Al día siguiente me acerqué al puerto para ver si había alguien en el barco. Vi a dos marineros, uno rubio alto y con bigote que rondaba los cuarenta años y otro moreno, más bajo y más cercano a los treinta.
Le pregunté al rubio por el patrón y me señaló al joven. No me esperaba ver a un hombre tan joven como patrón del Alfredo Vieira. A primera vista parecía tener cara de pocos amigos, hablándome muy serio y esquivando la mirada. Me presenté y me enseñó mi camarote.
Después de bajar por unas escaleras peligrosas seguimos por unos pasillos muy estrechos con los techos demasiado bajos para mi altura. Llegamos a una habitación justo al lado de la entrada a la sala de máquinas. El camarote tenía un pequeño ojo de buey delante de la puerta y a la izquierda se alineaban dos literas con cuatro taquillas pequeñas. Pensé que me resultaría complicado meter todo mi equipaje en ese pequeño armario si tenía que compartir el camarote con otros tres marineros. También dudé de que fuera capaz de meterme en esa pequeña cama sino era hecho un cuatro, literalmente. Problemas de altura.
Me preguntó si tenía colchoneta, manta y sábanas y le dije que no, con cara de sorpresa y preocupación. Nadie me había dicho nada al respecto. – Luego arreglaré eso, ya que zarparemos a las 3 de la madrugada, – me dijo. – Tengo toda la tarde para hacerlo.
Se llama José Ramón, aunque aquí le llaman Ramón o más bien o demo, como me enteré después. Realmente es el 2º patrón o skipper, como dicen los anglosajones. Sin embargo a pesar de mi primera impresión tengo que adelantar que es una persona extraordinaria. Alegre, divertido, comprometido, trabajador, que me ayudó muchísimo mientras estuve embarcado y le sigo considerando, a pesar de los años, como un gran amigo.
● ● ● ● ●
Tareas:
1 - Enumera los objetos que el patrón pregunta al narrador si tiene, según el relato.
2 - Copia del relato el tramo que va desde "Le pregunté al" hasta "enseñó mi camarote.".
El listado es material aparte y no guarda relación con el relato.

Elementos de datos
● ● ● ● ●
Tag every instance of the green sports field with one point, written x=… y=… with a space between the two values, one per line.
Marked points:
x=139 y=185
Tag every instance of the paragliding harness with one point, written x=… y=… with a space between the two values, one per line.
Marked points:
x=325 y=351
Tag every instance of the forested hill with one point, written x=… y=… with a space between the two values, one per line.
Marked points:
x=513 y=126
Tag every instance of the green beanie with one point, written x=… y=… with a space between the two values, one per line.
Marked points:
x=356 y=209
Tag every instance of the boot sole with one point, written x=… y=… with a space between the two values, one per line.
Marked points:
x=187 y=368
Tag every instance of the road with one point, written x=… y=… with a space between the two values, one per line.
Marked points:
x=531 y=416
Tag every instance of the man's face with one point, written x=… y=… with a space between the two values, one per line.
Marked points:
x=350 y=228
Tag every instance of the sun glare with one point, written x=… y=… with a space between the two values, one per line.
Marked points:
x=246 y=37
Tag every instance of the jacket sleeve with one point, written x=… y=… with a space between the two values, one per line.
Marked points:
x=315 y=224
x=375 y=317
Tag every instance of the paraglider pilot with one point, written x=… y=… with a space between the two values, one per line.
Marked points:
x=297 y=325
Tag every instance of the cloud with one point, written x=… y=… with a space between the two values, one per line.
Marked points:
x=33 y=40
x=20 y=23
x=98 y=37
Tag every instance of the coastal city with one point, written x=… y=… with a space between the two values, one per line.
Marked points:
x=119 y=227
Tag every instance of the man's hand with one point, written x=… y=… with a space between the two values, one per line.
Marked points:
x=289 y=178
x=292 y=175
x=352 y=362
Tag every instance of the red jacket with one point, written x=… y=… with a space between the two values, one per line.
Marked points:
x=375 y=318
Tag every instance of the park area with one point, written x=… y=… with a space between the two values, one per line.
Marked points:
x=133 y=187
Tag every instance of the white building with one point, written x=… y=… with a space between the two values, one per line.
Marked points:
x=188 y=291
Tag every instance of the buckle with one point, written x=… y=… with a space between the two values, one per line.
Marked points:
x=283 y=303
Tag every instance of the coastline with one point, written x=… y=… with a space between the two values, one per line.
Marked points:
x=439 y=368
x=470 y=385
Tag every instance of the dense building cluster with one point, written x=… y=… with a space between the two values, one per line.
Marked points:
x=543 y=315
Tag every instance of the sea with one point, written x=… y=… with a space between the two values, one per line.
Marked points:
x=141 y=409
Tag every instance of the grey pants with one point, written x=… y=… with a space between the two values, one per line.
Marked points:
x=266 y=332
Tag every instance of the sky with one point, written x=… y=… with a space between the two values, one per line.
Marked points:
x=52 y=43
● ● ● ● ●
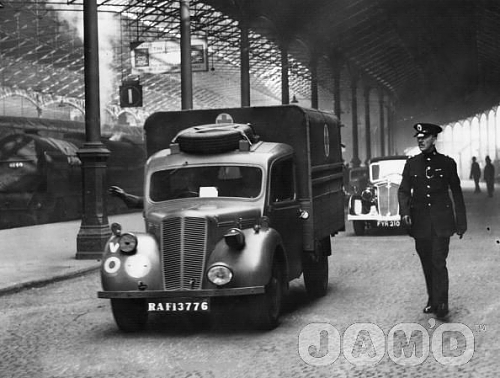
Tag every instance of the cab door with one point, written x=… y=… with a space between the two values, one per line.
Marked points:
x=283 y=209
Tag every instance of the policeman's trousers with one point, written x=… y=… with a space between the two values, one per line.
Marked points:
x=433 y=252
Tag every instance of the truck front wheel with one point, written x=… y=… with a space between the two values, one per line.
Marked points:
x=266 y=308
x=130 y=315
● ● ● ● ●
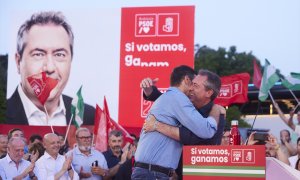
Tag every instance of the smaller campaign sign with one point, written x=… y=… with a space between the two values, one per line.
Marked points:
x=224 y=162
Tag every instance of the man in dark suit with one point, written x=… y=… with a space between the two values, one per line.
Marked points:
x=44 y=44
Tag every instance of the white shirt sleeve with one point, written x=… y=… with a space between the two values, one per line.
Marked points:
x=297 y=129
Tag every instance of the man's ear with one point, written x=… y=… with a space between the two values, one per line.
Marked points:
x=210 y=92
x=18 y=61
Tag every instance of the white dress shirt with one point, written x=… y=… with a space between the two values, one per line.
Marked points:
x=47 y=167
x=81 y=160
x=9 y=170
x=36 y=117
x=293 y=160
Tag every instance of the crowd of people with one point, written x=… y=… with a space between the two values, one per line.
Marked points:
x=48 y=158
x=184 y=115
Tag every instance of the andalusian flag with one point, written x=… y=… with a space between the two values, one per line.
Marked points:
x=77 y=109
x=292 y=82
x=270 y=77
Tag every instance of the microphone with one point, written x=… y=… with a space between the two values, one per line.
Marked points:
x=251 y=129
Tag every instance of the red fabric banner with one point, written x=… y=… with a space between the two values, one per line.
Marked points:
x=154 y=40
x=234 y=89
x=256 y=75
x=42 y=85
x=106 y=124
● ● ● ● ●
Soluciones:
1 - Colchoneta, manta y sábanas.

2 -
Le pregunté al rubio por el patrón y me señaló al joven. No me esperaba ver a un hombre tan joven como patrón del Alfredo Vieira. A primera vista parecía tener cara de pocos amigos, hablándome muy serio y esquivando la mirada. Me presenté y me enseñó mi camarote.